On Losing the Battle

Today, as the first light filtered through the blinds I gazed at my beautiful boy who had climbed into my bed through the night. I breathed in his sweet smell and played softly with his little rubber ears. I wished hard that he didn’t have to wake up to the world changed as it was this morning. I despaired that he would come to know such a repugnant individual as the leader of his country. Worse, that he would someday come to understand that we let it happen.

Our country elected this man President of the United States and we should all hang our heads with shame. What will we tell our daughters? How will we explain that this man, who is so blatantly misogynistic, is allowed to set foot in the Oval Office? How will we excuse ourselves when they start picking away at their rights and freedoms? How could we have done more?

#####

WRITTEN TASKS =>
1 - Reproduce the essay's text starting at "Today, as the" and ending at "have done more?".
2 - In the essay, what had the boy done during the night?

Dataset excerpt
#####

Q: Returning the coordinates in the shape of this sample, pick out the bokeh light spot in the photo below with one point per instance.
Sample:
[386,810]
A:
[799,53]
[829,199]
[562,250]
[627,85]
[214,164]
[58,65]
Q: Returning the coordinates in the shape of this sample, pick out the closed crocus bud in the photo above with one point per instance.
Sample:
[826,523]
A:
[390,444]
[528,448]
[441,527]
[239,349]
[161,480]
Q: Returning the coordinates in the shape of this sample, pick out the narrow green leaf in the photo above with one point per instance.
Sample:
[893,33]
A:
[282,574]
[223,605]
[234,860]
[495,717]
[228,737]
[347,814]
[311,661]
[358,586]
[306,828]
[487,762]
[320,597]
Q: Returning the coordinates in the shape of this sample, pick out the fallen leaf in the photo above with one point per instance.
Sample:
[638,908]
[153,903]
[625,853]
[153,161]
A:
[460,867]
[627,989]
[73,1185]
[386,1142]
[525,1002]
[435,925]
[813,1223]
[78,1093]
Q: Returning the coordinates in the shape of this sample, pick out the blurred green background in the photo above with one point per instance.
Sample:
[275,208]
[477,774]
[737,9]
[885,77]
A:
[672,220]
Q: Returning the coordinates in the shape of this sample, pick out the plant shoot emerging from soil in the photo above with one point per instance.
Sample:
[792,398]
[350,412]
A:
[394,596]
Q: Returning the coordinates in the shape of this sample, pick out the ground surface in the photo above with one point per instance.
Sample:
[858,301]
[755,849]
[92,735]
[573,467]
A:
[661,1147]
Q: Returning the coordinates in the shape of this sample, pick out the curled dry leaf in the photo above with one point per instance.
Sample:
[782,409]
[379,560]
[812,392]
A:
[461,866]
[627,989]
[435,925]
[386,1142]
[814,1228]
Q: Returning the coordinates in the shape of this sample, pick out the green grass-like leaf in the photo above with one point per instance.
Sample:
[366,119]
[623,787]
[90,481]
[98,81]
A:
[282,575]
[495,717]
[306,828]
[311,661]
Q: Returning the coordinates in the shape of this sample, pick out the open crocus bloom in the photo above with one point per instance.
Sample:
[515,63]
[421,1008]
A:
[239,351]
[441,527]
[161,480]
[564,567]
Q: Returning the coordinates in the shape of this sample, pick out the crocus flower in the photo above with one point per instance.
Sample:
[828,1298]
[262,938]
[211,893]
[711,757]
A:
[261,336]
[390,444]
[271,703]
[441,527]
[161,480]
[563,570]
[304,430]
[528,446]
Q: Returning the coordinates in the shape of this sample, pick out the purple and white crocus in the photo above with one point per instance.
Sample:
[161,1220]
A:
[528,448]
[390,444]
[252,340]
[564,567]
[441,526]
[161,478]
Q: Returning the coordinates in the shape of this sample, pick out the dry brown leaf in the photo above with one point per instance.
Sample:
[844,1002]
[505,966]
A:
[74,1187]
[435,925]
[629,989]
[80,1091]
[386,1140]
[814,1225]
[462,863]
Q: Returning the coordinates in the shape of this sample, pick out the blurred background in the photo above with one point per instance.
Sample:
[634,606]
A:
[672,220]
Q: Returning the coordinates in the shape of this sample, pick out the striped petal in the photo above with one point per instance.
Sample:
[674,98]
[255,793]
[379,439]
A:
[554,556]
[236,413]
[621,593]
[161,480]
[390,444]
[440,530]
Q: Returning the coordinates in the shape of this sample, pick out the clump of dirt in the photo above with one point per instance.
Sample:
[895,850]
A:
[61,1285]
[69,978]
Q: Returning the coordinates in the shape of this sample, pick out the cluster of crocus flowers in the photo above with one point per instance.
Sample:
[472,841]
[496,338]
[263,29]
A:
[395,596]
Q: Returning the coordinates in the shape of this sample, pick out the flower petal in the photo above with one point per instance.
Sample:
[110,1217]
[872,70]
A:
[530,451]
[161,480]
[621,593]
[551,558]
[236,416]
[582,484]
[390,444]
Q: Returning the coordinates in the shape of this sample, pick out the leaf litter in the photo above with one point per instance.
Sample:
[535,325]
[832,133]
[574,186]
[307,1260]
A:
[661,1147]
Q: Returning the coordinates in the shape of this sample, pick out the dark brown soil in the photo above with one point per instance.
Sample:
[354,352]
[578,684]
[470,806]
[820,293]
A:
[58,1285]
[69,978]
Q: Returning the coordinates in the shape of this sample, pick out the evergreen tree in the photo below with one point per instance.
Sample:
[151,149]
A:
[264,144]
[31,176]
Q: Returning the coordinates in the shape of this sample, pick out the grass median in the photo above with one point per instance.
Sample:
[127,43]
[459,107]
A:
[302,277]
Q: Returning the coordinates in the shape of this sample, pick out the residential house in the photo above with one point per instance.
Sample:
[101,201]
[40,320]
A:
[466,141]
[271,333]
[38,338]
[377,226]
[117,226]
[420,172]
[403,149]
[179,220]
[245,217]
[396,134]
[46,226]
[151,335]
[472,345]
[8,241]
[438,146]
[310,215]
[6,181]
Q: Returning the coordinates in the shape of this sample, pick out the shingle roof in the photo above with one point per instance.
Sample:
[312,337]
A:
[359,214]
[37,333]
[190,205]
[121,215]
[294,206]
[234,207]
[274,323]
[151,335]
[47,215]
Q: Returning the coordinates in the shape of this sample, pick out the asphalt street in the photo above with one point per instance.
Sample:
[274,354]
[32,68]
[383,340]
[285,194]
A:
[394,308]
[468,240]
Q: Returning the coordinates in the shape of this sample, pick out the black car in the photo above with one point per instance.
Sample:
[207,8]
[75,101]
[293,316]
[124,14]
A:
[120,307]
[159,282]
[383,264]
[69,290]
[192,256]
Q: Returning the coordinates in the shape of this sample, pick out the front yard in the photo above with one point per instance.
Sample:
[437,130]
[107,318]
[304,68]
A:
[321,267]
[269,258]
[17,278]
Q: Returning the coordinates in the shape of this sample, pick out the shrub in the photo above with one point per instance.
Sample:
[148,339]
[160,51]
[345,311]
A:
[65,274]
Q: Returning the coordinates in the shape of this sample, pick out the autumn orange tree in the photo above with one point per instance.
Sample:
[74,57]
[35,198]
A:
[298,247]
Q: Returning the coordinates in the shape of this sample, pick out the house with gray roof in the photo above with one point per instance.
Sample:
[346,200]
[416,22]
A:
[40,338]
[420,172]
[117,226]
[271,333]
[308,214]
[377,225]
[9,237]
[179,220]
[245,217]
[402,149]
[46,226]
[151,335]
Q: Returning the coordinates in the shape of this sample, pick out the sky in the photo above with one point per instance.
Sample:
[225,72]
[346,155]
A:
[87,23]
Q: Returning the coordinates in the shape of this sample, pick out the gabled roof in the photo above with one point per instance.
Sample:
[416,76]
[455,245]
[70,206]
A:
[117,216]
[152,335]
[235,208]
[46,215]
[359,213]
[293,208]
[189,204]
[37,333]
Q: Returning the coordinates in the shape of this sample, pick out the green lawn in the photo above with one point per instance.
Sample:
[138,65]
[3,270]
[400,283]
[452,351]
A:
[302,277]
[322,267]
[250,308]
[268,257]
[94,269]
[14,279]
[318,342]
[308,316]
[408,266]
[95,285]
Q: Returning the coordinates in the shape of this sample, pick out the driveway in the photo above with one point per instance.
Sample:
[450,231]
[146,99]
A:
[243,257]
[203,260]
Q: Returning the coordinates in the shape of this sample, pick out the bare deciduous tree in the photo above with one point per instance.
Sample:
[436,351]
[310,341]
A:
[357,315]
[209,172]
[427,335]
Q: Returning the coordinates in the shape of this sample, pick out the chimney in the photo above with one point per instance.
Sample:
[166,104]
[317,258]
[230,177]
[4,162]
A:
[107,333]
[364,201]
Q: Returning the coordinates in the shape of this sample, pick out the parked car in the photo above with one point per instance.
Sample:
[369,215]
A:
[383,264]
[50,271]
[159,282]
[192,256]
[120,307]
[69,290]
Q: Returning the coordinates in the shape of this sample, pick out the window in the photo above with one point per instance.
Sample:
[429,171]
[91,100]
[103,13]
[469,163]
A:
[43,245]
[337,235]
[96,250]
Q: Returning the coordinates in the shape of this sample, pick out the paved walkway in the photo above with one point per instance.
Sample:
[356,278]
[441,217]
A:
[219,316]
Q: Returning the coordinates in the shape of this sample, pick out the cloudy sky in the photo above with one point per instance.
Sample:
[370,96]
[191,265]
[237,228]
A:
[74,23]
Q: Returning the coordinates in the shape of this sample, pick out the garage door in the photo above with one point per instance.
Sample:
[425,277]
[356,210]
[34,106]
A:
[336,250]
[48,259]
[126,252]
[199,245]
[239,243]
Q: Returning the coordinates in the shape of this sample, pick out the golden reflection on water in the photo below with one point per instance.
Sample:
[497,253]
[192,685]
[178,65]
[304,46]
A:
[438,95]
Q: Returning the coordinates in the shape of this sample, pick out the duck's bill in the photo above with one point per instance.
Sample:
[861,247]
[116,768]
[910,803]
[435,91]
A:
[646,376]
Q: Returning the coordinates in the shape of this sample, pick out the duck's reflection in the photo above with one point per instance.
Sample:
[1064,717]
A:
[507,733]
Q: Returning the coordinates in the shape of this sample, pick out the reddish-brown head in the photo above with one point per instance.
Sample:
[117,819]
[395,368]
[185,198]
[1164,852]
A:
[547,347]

#####

OUTPUTS =>
1 -
Today, as the first light filtered through the blinds I gazed at my beautiful boy who had climbed into my bed through the night. I breathed in his sweet smell and played softly with his little rubber ears. I wished hard that he didn’t have to wake up to the world changed as it was this morning. I despaired that he would come to know such a repugnant individual as the leader of his country. Worse, that he would someday come to understand that we let it happen.

Our country elected this man President of the United States and we should all hang our heads with shame. What will we tell our daughters? How will we explain that this man, who is so blatantly misogynistic, is allowed to set foot in the Oval Office? How will we excuse ourselves when they start picking away at their rights and freedoms? How could we have done more?

2 - He climbed into the narrator's bed.